本文:
++++++++
4月28日から5月10日まで、日本橋三越にて「親鸞展」が開催されています(以前お知らせした「親鸞展」とは別物です)。
 
今年のゴールデンウィークは(も)、毎日何かしら用事があって、どこにも行くことなく過ごしました。
5月6日 珍しく何も予定が入ってなかったので、日本橋三越へ「親鸞展」を見に行ってきました。
4月29日の西蓮寺永代経法要にご参詣の方に、この「親鸞展」の割引チケットをお渡ししました。「親鸞展」に出かけられた数名の方から、「行って来ました。親鸞聖人のご生涯を知ることができて、とても良かったです」と、皆さん口を揃えて言われました。なので、「親鸞展」に行くのがとても楽しみでした。
    
妻と娘と出かけました。遠出するときは車が多く、娘(1歳3ヵ月)は電車に慣れてなくて、車内が恐いようでした。なだめながら「三越前駅」(銀座線)を目指したのですが、ひとつ手前の「日本橋」で限界を向かえ、降りました。とはいっても、歩いても3分ほどの距離。天気も良かったので、散歩気分で三越に向かいました(同じ車中に乗り合わせた方、申し訳ありません)。
 
11時半頃三越に着きましたが、会場(新館7階)に行ってビックリ。大勢の人で、券売り場も並んでました。
++++++++
資料:
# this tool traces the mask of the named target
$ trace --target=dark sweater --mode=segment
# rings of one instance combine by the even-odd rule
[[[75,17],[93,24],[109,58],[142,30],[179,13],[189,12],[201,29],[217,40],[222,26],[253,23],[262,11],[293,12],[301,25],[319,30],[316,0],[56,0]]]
++++++++
課題 1:
本文について、次の問いに答えてください。
(a) 日本橋三越での「親鸞展」の開催期間はいつからいつまでか。
(b) 筆者が「親鸞展」を見に行ったのは何月何日か。
(c) 会場は三越の何階にあるか。
課題 2: 本文の「妻と娘と出かけました。遠出す」から「で、券売り場も並んでました。」までを、「娘」を「長女」に書き換えて示してください。

解答 1:
(a) 4月28日から5月10日まで
(b) 5月6日
(c) 新館7階

解答 2:
妻と長女と出かけました。遠出するときは車が多く、長女(1歳3ヵ月)は電車に慣れてなくて、車内が恐いようでした。なだめながら「三越前駅」(銀座線)を目指したのですが、ひとつ手前の「日本橋」で限界を向かえ、降りました。とはいっても、歩いても3分ほどの距離。天気も良かったので、散歩気分で三越に向かいました(同じ車中に乗り合わせた方、申し訳ありません)。
 
11時半頃三越に着きましたが、会場(新館7階)に行ってビックリ。大勢の人で、券売り場も並んでました。